_Exercise_:
Of the records that follow, copy only the lines from the line containing "Kindly place a point on the central" to the line containing "Target: fountain", both included, exactly as written.

_Listed records_:
- Opening Delimiter -

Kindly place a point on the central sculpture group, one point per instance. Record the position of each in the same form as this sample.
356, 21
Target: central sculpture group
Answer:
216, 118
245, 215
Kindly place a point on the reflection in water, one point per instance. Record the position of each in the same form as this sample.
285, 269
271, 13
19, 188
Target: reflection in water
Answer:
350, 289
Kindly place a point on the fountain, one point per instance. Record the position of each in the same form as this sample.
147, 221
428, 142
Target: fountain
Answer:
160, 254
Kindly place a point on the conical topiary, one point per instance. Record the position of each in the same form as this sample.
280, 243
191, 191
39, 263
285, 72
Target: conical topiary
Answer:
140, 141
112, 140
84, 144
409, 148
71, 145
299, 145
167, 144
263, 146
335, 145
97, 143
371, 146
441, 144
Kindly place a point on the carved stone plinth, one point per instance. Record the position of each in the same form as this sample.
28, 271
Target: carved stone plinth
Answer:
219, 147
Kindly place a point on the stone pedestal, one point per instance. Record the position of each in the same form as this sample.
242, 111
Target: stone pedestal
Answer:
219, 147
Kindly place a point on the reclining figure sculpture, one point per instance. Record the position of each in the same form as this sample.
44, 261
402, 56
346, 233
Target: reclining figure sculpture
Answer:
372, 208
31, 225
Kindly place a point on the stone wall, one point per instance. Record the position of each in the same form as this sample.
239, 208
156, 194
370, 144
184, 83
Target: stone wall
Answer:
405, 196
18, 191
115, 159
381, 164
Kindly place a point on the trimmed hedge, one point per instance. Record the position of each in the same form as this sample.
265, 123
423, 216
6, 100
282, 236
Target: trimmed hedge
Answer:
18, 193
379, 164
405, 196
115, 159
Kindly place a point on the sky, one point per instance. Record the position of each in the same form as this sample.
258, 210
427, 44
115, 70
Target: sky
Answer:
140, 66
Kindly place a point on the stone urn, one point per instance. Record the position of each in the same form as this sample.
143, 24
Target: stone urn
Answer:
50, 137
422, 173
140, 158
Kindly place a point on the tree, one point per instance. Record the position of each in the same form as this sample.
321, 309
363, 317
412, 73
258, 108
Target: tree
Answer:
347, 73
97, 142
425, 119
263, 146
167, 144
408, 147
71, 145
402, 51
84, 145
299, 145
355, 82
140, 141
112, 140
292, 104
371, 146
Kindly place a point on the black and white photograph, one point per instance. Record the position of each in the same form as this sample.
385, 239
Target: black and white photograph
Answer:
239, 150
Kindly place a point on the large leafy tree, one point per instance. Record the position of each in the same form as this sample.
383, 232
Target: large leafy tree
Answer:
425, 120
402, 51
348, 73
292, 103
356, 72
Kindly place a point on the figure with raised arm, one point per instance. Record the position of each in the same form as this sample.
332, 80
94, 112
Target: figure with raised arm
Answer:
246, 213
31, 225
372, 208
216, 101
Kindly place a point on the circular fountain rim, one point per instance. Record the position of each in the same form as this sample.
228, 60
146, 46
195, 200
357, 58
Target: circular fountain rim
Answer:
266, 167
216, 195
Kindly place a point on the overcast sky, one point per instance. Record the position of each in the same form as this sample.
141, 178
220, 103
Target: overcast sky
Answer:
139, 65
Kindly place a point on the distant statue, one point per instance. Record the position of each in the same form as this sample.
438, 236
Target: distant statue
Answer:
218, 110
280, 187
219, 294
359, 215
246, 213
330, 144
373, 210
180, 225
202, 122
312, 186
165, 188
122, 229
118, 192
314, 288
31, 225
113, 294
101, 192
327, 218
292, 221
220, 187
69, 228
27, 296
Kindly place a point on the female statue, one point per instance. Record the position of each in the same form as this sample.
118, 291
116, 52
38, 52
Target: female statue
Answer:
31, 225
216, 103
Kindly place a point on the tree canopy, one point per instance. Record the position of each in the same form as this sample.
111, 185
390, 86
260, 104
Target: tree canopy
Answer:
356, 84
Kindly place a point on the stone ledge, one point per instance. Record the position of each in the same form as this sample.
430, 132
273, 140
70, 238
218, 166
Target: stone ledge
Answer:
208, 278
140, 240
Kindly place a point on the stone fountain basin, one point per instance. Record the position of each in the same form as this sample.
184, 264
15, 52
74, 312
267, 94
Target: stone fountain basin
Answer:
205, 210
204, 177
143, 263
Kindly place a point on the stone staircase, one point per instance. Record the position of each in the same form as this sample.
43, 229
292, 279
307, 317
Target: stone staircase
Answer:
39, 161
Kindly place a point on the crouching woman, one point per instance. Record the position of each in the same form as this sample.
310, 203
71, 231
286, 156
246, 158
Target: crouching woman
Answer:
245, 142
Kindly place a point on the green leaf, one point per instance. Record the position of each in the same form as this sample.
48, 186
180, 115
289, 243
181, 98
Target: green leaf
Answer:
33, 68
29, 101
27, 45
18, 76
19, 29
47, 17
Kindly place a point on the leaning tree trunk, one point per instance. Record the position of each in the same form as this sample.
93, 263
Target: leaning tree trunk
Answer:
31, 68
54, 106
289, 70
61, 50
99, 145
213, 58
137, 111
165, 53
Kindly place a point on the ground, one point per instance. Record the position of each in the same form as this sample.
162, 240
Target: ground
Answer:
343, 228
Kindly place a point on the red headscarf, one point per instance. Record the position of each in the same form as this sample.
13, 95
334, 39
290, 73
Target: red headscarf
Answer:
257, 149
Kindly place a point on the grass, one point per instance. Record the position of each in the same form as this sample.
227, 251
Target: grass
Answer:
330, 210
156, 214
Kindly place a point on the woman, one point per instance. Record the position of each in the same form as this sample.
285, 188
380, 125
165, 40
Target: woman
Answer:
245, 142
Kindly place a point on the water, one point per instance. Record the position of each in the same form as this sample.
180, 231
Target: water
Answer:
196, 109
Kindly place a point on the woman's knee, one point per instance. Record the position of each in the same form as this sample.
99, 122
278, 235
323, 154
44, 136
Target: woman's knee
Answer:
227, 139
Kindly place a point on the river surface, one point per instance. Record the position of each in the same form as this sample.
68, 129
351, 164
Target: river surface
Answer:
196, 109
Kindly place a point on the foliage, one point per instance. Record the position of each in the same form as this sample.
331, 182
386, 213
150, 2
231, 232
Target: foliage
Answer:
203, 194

- Closing Delimiter -
- Opening Delimiter -

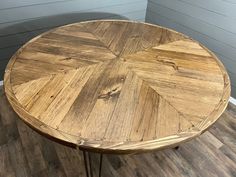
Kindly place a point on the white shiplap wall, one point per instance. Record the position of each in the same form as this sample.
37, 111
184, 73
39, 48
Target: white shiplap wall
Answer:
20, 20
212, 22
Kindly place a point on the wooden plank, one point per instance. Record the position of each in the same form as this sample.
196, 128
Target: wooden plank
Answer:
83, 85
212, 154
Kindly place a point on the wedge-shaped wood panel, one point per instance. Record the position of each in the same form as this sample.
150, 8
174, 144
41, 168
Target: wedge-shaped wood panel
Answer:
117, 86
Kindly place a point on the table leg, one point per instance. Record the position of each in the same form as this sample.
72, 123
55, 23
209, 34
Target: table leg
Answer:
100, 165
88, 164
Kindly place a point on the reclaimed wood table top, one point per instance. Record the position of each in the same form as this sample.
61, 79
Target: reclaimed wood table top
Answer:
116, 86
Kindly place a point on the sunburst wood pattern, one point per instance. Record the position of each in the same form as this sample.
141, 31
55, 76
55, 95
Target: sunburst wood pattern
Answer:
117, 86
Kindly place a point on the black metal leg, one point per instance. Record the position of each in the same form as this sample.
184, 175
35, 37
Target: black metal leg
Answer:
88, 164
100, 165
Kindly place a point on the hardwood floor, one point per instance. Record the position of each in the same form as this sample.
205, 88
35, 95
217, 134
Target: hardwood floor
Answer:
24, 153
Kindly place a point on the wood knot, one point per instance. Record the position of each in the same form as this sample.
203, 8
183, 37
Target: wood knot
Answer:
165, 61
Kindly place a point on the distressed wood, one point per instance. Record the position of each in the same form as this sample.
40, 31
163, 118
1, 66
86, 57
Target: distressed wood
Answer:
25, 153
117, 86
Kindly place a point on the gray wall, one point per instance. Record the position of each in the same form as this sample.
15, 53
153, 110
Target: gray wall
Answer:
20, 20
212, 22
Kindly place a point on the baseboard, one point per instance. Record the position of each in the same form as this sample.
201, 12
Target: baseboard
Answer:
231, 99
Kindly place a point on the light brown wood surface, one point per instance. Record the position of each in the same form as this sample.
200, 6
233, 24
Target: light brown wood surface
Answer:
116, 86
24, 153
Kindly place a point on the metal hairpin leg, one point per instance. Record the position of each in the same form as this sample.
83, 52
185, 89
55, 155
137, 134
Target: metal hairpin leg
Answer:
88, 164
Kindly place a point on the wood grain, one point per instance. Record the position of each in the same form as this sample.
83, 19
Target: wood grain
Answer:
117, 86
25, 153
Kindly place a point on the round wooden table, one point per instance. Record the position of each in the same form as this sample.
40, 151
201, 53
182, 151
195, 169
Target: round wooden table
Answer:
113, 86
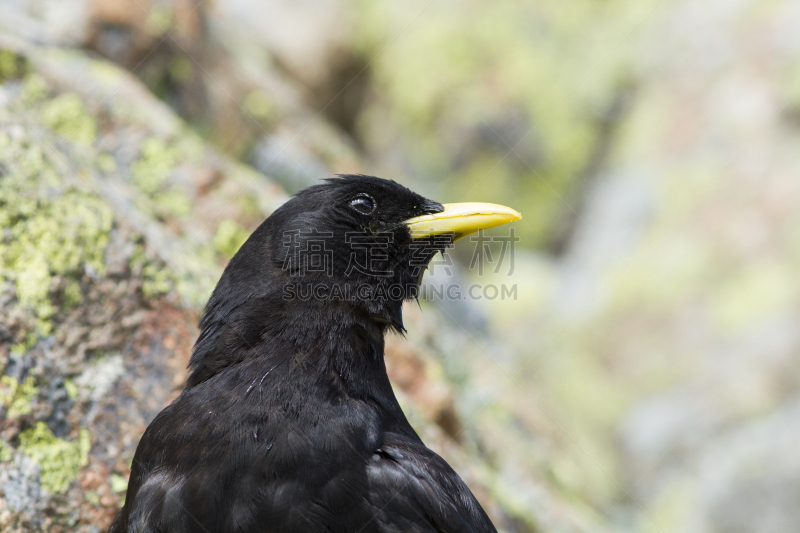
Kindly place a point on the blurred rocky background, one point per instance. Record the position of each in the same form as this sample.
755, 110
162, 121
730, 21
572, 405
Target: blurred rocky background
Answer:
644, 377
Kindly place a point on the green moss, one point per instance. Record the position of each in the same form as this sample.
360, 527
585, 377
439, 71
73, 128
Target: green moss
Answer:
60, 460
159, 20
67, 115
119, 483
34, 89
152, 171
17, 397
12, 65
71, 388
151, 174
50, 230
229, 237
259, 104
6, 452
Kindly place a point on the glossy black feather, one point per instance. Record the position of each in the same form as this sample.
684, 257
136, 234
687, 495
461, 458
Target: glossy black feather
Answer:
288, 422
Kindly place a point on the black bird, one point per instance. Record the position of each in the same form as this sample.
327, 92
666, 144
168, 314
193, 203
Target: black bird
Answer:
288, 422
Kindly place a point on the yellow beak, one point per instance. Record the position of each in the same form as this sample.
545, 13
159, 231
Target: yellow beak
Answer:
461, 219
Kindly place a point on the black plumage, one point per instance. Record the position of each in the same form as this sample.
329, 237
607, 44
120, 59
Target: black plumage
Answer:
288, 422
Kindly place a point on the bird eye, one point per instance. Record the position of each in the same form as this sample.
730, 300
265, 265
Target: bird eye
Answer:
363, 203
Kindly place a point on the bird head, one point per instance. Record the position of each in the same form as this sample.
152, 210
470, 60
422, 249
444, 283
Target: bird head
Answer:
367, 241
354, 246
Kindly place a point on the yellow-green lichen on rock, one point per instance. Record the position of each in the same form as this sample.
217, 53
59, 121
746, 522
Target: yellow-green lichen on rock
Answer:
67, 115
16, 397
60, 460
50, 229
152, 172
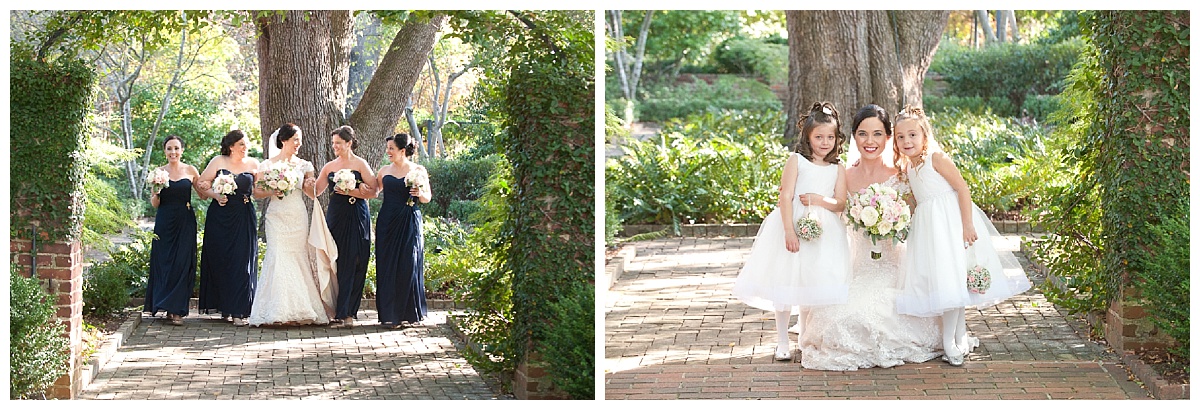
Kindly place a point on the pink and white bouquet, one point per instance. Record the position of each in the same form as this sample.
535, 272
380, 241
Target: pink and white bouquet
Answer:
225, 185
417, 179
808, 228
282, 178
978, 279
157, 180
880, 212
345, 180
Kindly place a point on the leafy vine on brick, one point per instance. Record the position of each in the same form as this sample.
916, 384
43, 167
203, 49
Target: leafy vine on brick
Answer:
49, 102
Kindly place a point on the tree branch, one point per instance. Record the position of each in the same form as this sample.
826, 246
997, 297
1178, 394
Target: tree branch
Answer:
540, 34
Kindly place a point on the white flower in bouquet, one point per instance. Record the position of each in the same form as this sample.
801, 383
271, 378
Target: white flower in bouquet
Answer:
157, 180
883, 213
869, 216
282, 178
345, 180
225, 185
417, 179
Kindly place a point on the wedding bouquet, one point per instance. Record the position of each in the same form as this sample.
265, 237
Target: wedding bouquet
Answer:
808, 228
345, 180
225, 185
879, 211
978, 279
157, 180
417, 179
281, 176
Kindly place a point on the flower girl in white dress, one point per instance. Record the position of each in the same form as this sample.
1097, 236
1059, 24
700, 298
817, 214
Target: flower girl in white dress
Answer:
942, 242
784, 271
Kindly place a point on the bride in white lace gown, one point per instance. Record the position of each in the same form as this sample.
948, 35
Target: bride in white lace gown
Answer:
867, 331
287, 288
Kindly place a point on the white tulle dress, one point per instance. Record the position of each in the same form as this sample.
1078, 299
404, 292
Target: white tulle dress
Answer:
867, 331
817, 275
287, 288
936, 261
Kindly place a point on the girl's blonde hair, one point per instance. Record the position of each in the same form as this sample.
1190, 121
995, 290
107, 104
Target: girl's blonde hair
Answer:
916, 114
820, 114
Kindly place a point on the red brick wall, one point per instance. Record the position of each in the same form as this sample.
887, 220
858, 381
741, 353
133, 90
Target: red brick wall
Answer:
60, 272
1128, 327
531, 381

- Closing Delimiter -

_Output_:
Kindly place a point on the central sculpture group, one point per instance. Record the position of each in the same form as this sample.
356, 21
Target: central sculpture group
Answer:
216, 118
245, 215
Kindly place a point on the reflection in water, one point per instance. Record the position of each in the same form as this sample.
285, 269
271, 13
19, 188
Target: reflection in water
Answer:
350, 289
Kindly place a point on the fountain, one point per instance. Record the position of each in the same form as this sample.
147, 221
428, 142
Target: fountain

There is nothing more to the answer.